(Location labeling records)
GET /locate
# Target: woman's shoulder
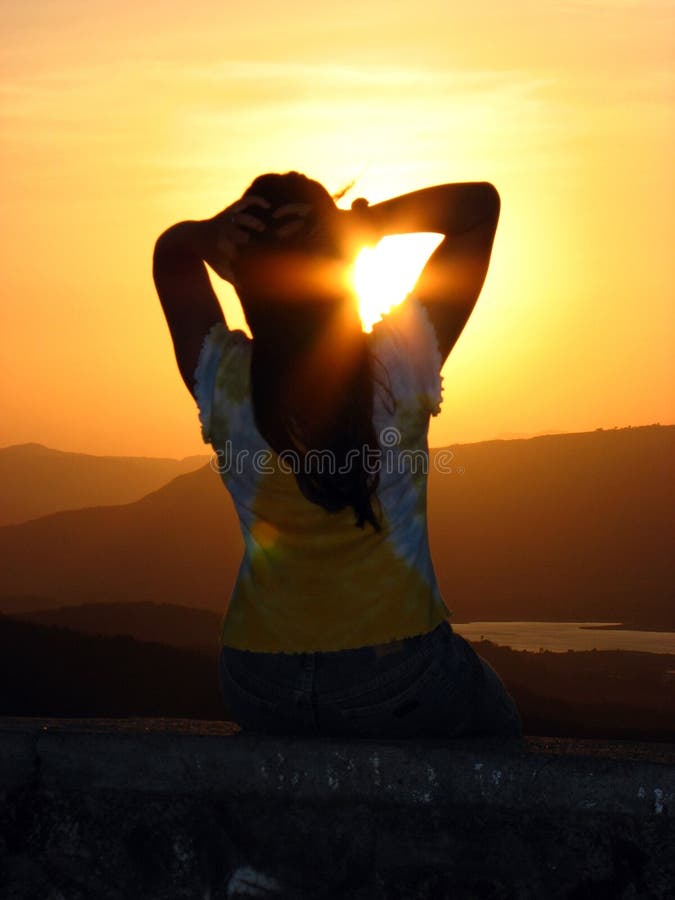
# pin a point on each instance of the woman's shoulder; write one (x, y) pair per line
(405, 343)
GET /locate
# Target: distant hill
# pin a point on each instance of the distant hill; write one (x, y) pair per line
(36, 480)
(175, 626)
(568, 526)
(179, 544)
(58, 672)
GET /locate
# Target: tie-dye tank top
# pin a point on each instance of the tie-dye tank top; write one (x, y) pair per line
(310, 580)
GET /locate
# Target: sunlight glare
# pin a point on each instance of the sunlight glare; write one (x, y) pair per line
(385, 274)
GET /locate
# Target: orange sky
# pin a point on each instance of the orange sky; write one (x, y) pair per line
(119, 118)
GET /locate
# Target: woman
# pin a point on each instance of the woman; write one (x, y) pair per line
(336, 624)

TASK OBJECTIVE: Write every record out again exactly; no pictures belong in the copy.

THE COMPLETED TASK:
GET /locate
# Target: woman's shoulder
# pin a point on each instance of the woman's shoulder; write one (x, y) pair per line
(405, 343)
GET /locate
# Target: distant hill
# pin a point on each instance of the distant hill; write one (x, y) pair per line
(36, 480)
(175, 626)
(568, 526)
(179, 544)
(58, 672)
GET /locate
# Target: tie-dye tank top
# pin a point on each instance of the tie-dye tank top; write one (x, y) pair per line
(310, 580)
GET /locate
# Target: sunlight glare
# pin a point on each instance of the sunlight glare; write one (x, y) pair per line
(385, 274)
GET /locate
# Target: orange sky
# pin a point on each instance of the orange sky; write one (x, y) pair per line
(119, 118)
GET /locate
# Target: woman
# pin a point on each instance of the woman; write one (x, y) pair per line
(336, 624)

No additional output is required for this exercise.